[DATASET EXCERPTS start]

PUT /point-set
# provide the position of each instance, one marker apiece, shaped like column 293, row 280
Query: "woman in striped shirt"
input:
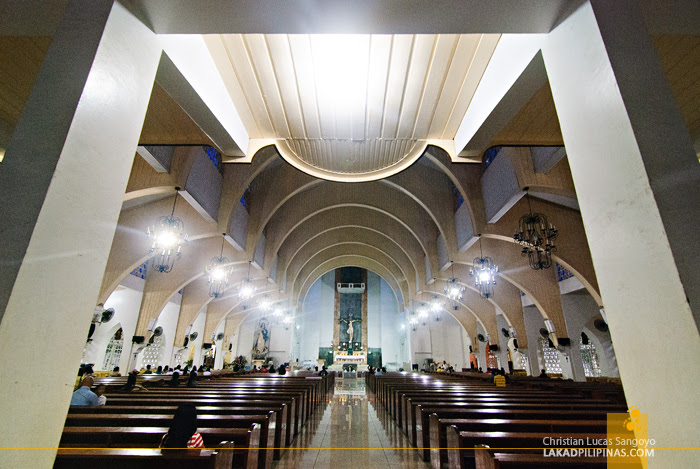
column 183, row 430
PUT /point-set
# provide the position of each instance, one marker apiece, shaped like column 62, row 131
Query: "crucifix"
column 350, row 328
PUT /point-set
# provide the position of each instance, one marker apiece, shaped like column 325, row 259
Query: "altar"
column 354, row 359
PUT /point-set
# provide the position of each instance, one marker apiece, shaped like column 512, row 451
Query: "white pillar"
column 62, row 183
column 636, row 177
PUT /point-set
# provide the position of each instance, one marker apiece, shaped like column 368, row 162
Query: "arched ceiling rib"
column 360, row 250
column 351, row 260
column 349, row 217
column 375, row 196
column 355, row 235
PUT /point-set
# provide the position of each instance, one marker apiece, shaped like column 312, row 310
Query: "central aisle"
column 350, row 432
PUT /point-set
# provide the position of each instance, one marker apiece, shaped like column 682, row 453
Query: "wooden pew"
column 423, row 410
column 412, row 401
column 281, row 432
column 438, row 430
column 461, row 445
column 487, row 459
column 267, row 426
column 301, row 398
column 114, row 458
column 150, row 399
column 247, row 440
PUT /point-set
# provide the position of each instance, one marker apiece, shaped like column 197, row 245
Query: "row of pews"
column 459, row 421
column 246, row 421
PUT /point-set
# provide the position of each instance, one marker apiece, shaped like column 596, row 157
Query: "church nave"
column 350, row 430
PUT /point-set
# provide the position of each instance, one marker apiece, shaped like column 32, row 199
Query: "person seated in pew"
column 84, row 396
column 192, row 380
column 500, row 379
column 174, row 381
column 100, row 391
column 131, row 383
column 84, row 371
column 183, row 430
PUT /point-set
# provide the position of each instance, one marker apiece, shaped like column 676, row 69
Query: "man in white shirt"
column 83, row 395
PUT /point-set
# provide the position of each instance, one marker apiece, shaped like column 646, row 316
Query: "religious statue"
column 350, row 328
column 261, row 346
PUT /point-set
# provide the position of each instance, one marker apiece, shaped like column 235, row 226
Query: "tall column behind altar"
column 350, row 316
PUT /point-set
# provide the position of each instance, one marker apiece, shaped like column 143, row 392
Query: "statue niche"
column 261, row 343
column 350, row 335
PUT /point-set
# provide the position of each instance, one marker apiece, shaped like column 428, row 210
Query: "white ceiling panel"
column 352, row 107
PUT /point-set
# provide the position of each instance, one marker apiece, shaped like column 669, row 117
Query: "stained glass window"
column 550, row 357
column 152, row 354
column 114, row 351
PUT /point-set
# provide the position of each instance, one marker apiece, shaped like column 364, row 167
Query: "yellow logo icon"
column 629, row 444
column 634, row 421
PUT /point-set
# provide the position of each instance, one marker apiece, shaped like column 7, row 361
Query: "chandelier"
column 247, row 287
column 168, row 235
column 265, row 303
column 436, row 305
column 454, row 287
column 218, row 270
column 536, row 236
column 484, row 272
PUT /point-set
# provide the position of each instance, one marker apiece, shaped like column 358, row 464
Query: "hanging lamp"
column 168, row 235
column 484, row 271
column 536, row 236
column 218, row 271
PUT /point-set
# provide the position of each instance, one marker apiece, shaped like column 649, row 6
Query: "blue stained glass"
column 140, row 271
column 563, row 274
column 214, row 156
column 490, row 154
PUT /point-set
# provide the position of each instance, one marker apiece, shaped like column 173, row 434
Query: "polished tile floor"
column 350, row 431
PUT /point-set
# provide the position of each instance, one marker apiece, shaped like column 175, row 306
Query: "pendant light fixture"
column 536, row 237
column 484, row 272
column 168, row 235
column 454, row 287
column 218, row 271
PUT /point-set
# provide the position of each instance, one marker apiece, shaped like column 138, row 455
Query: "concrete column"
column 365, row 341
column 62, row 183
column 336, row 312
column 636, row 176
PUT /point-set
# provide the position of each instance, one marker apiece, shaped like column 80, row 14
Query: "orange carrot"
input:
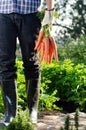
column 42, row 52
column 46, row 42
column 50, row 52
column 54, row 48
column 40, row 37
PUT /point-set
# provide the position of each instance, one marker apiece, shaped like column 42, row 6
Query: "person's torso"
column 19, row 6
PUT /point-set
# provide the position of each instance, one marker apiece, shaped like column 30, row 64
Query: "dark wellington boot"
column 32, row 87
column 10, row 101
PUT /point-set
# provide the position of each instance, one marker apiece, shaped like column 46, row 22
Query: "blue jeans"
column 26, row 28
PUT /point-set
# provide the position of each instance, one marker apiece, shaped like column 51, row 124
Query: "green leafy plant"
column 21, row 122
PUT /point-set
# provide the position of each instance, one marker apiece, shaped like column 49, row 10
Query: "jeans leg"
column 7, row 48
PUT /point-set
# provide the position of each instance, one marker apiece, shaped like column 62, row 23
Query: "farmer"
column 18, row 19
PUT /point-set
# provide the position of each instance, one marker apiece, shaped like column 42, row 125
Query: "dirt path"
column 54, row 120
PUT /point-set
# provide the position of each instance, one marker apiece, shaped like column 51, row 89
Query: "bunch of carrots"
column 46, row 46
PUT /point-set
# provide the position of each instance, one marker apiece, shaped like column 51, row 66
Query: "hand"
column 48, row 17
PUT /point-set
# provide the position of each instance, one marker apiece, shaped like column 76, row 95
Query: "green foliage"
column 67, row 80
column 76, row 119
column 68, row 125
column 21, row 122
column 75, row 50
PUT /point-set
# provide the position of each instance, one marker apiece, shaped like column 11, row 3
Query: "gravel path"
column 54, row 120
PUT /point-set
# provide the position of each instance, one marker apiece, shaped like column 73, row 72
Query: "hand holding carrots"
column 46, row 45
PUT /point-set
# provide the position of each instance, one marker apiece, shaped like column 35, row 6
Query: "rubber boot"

[DATASET EXCERPTS end]

▶ YOUR TASK: Arrange all of the data above as a numbered list, one line per item, skipping blank lines. Omit the pictures from the answer.

▶ REPLY TO THE TASK:
1. PUT /point-set
2. # provide the position of each instance, one marker apiece, shaped like column 293, row 280
3. Query: "woman in striped shirt"
4. input:
5. column 183, row 430
6. PUT /point-set
7. # provide the position of each instance, one marker apiece, shaped like column 62, row 131
8. Query: "crucifix"
9. column 350, row 328
10. PUT /point-set
11. # provide the position of each instance, one marker apiece, shaped like column 325, row 259
12. Query: "altar"
13. column 354, row 359
14. PUT /point-set
15. # provide the position of each instance, one marker apiece, shaped like column 512, row 451
16. Query: "white pillar"
17. column 62, row 183
18. column 636, row 177
19. PUT /point-set
20. # provide the position of each instance, one marker apiece, shaped like column 368, row 162
21. Query: "arched ceiling rib"
22. column 360, row 250
23. column 351, row 260
24. column 349, row 217
25. column 375, row 196
26. column 355, row 235
27. PUT /point-set
28. # provide the position of each instance, one marker apiece, shaped like column 312, row 310
29. Query: "central aisle"
30. column 350, row 432
31. PUT /point-set
32. # provide the position of each instance, one marker apiece, shaped like column 682, row 453
33. Query: "wooden pew"
34. column 423, row 410
35. column 412, row 401
36. column 281, row 432
37. column 438, row 430
38. column 461, row 445
39. column 487, row 459
40. column 267, row 426
41. column 301, row 398
42. column 114, row 458
43. column 150, row 399
44. column 247, row 440
45. PUT /point-set
46. # provide the position of each instance, one marker apiece, shaped like column 197, row 245
47. Query: "row of pews"
48. column 459, row 421
49. column 246, row 421
50. PUT /point-set
51. # provide the position of each instance, one marker apiece, shaped like column 596, row 157
52. Query: "church nave"
53. column 350, row 430
54. PUT /point-set
55. # provide the position of each instance, one marker apiece, shaped like column 32, row 199
56. Query: "person seated in pew"
57. column 84, row 396
58. column 192, row 380
59. column 500, row 379
60. column 174, row 381
61. column 100, row 391
62. column 131, row 383
63. column 84, row 371
64. column 183, row 430
65. PUT /point-set
66. # provide the position of each instance, one marker apiece, shaped like column 676, row 69
67. Query: "man in white shirt"
68. column 83, row 395
69. PUT /point-set
70. # provide the position of each instance, one marker apiece, shaped like column 646, row 316
71. Query: "religious statue"
72. column 350, row 328
73. column 261, row 346
74. PUT /point-set
75. # provide the position of each instance, one marker apiece, shaped like column 235, row 226
76. Query: "tall column behind altar"
77. column 350, row 316
78. PUT /point-set
79. # provide the position of each instance, one marker apiece, shaped like column 143, row 392
80. Query: "statue niche"
81. column 261, row 343
82. column 350, row 335
83. PUT /point-set
84. # provide the position of each instance, one marker apiece, shaped like column 428, row 210
85. Query: "white ceiling panel"
86. column 352, row 107
87. PUT /point-set
88. # provide the position of each instance, one marker apiece, shaped like column 669, row 117
89. Query: "stained glass window"
90. column 550, row 357
91. column 152, row 354
92. column 114, row 351
93. PUT /point-set
94. # provide the position of each instance, one marker apiece, shaped like column 364, row 167
95. Query: "yellow logo icon"
96. column 629, row 444
97. column 634, row 421
98. PUT /point-set
99. # provide the position of each instance, one marker apiece, shaped like column 7, row 361
100. Query: "chandelier"
101. column 247, row 287
102. column 168, row 235
103. column 265, row 303
104. column 436, row 305
105. column 454, row 287
106. column 218, row 270
107. column 536, row 236
108. column 484, row 272
109. PUT /point-set
110. # provide the position of each instance, one marker apiece, shaped like column 358, row 464
111. Query: "hanging lamp"
112. column 168, row 235
113. column 484, row 271
114. column 536, row 236
115. column 218, row 271
116. PUT /point-set
117. # provide the position of each instance, one marker apiece, shaped like column 649, row 6
118. Query: "blue stained glass"
119. column 140, row 271
120. column 563, row 274
121. column 214, row 156
122. column 490, row 154
123. PUT /point-set
124. # provide the position of each instance, one marker apiece, shaped like column 173, row 434
125. Query: "polished tile floor"
126. column 350, row 431
127. PUT /point-set
128. # provide the position of each instance, one marker apiece, shaped like column 175, row 306
129. Query: "pendant light fixture"
130. column 536, row 237
131. column 484, row 272
132. column 168, row 235
133. column 454, row 287
134. column 218, row 271
135. PUT /point-set
136. # provide the position of each instance, one marker apiece, shaped like column 138, row 455
137. Query: "concrete column"
138. column 365, row 341
139. column 62, row 183
140. column 336, row 312
141. column 636, row 176
142. PUT /point-set
143. # provide the position of each instance, one marker apiece, shaped like column 80, row 14
144. Query: "orange carrot"
145. input:
146. column 42, row 52
147. column 46, row 42
148. column 50, row 52
149. column 54, row 48
150. column 40, row 37
151. PUT /point-set
152. # provide the position of each instance, one marker apiece, shaped like column 42, row 6
153. Query: "person's torso"
154. column 19, row 6
155. PUT /point-set
156. # provide the position of each instance, one marker apiece, shaped like column 30, row 64
157. Query: "dark wellington boot"
158. column 32, row 87
159. column 10, row 101
160. PUT /point-set
161. # provide the position of each instance, one marker apiece, shaped like column 46, row 22
162. Query: "blue jeans"
163. column 26, row 28
164. PUT /point-set
165. # provide the position of each instance, one marker apiece, shaped like column 51, row 124
166. Query: "green leafy plant"
167. column 21, row 122
168. PUT /point-set
169. # provide the position of each instance, one marker apiece, shaped like column 49, row 10
170. Query: "jeans leg"
171. column 7, row 48
172. PUT /point-set
173. # provide the position of each instance, one marker apiece, shaped like column 62, row 23
174. Query: "farmer"
175. column 18, row 19
176. PUT /point-set
177. # provide the position of each instance, one marker apiece, shaped like column 42, row 125
178. Query: "dirt path"
179. column 54, row 120
180. PUT /point-set
181. # provide the position of each instance, one marker apiece, shaped like column 51, row 89
182. Query: "bunch of carrots"
183. column 46, row 46
184. PUT /point-set
185. # provide the position of each instance, one marker apiece, shaped like column 51, row 66
186. Query: "hand"
187. column 48, row 17
188. PUT /point-set
189. # provide the position of each instance, one marker apiece, shaped like column 76, row 95
190. Query: "green foliage"
191. column 67, row 80
192. column 76, row 119
193. column 68, row 125
194. column 21, row 122
195. column 75, row 50
196. PUT /point-set
197. # provide the position of each instance, one marker apiece, shaped like column 11, row 3
198. Query: "gravel path"
199. column 54, row 120
200. PUT /point-set
201. # provide the position of each instance, one marker apiece, shaped like column 73, row 72
202. Query: "hand holding carrots"
203. column 46, row 45
204. PUT /point-set
205. # provide the position of each instance, one marker apiece, shaped like column 35, row 6
206. Query: "rubber boot"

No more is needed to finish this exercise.